■ **YOUR GOAL**
Word for word, reproduce every line of the data below.

Content starts

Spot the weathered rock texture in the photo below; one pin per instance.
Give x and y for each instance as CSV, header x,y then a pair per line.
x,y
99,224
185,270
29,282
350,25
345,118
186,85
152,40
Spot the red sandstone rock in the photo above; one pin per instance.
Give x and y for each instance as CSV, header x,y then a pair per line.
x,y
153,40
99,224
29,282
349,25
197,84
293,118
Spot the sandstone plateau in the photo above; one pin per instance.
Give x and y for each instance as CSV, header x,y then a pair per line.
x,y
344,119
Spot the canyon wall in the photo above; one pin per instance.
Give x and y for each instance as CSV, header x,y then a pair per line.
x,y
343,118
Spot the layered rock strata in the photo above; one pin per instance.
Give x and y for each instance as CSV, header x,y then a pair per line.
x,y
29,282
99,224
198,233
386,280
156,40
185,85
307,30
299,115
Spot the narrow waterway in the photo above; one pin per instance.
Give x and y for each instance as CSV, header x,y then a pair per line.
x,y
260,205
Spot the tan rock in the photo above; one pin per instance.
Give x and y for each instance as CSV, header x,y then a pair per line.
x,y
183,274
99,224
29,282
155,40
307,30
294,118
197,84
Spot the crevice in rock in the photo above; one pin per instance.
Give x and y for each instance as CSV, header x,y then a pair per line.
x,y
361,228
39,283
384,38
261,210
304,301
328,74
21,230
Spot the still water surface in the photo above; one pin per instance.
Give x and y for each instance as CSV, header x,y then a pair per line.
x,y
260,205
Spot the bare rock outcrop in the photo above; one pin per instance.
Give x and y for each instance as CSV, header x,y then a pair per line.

Content ends

■ **RESPONSE TO THIS TASK**
Spot the weathered rock texture in the photo below; one pin per instance.
Give x and y for each instance as CSV, header x,y then a pair per line.
x,y
99,224
185,270
29,282
350,25
345,118
186,85
152,40
Spot the red sandstone rock in the photo above; one pin per instance.
Give x and y for each instance as CSV, header x,y then a pair per line.
x,y
153,40
99,224
29,282
349,25
197,84
293,118
Spot the sandstone plateau in the photo above; one pin per instance.
Give x and y for each instance as CSV, header x,y then a pair per line.
x,y
344,119
Spot the canyon wall in the photo above; one pin per instance.
Give x and y for each instance as CSV, header x,y then a pair per line.
x,y
343,118
Spot the layered rock strata in the photo above; one pin per instance.
Give x and y for each instance as CSV, header x,y then a pair per line.
x,y
29,282
99,224
198,233
386,280
156,40
185,85
307,30
299,115
Spot the narrow waterway in the photo above; one pin per instance.
Give x and y for each instance as CSV, header x,y then a pair per line.
x,y
260,205
Spot the tan rock in the photo above; one pin per instance.
Give x and y for each instance as CSV, header x,y then a pair per line.
x,y
183,274
99,224
29,282
155,40
307,30
294,118
197,84
Spot the crevice in rock in the photo above; one pin per instance.
Give x and y for each instance as CSV, header x,y then a pair per line.
x,y
361,228
39,283
384,38
261,210
304,301
328,74
21,230
Spot the still water surface in the photo above; one pin per instance.
Give x and y for each instance as CSV, header x,y then a pair per line.
x,y
260,205
Spot the bare rock outcrop in the photo above; one pin per instance.
Give x and y for each instance as CSV, header x,y then a pair per line.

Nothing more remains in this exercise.